-- START OF Data excerpts --

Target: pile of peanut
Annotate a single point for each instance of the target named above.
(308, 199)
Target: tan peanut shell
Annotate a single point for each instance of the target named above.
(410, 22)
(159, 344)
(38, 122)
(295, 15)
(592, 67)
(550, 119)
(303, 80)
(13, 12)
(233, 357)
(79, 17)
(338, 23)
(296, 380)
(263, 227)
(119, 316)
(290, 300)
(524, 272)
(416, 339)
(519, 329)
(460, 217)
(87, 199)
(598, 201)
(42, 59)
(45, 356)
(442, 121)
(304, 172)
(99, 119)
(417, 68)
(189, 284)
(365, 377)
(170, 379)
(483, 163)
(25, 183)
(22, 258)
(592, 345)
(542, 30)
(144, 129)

-- END OF Data excerpts --
-- START OF Data excerpts --

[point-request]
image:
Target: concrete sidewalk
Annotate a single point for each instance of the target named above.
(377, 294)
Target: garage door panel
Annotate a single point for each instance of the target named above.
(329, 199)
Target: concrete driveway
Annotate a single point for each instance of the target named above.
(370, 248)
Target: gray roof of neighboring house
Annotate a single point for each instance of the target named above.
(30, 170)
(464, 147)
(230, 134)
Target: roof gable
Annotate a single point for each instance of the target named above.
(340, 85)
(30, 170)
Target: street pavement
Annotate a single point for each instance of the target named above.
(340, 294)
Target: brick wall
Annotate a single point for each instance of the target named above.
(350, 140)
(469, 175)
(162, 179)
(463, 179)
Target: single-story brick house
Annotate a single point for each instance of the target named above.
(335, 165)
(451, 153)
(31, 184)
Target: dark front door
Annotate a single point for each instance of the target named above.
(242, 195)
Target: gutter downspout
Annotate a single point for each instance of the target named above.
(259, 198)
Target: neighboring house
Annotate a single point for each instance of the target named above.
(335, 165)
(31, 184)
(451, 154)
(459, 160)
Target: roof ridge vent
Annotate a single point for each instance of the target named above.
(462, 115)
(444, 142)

-- END OF Data excerpts --
-- START OF Data excerpts --

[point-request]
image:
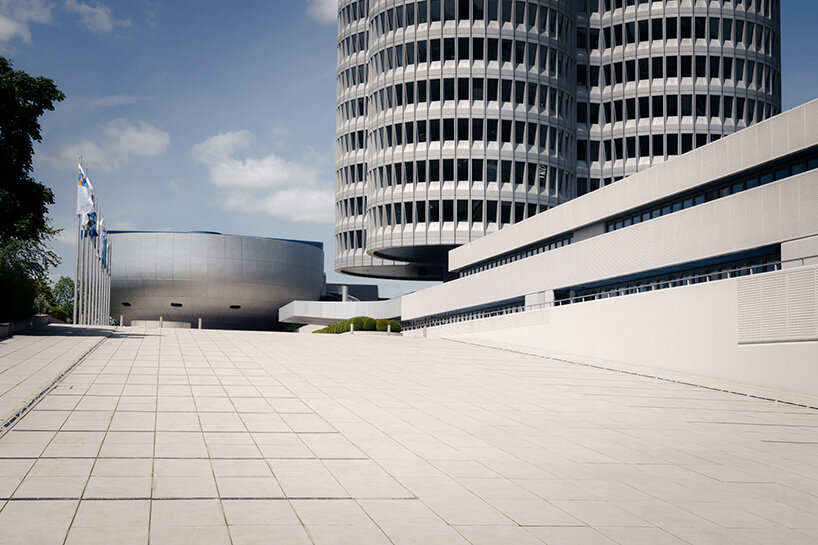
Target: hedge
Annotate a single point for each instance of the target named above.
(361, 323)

-- END OF Data excerpts --

▶ _Goal_:
Gather every line of the entries above that contains the word "door", and copy each such line in full.

▶ _Result of the exercise_:
Target: garage door panel
Target: dark front door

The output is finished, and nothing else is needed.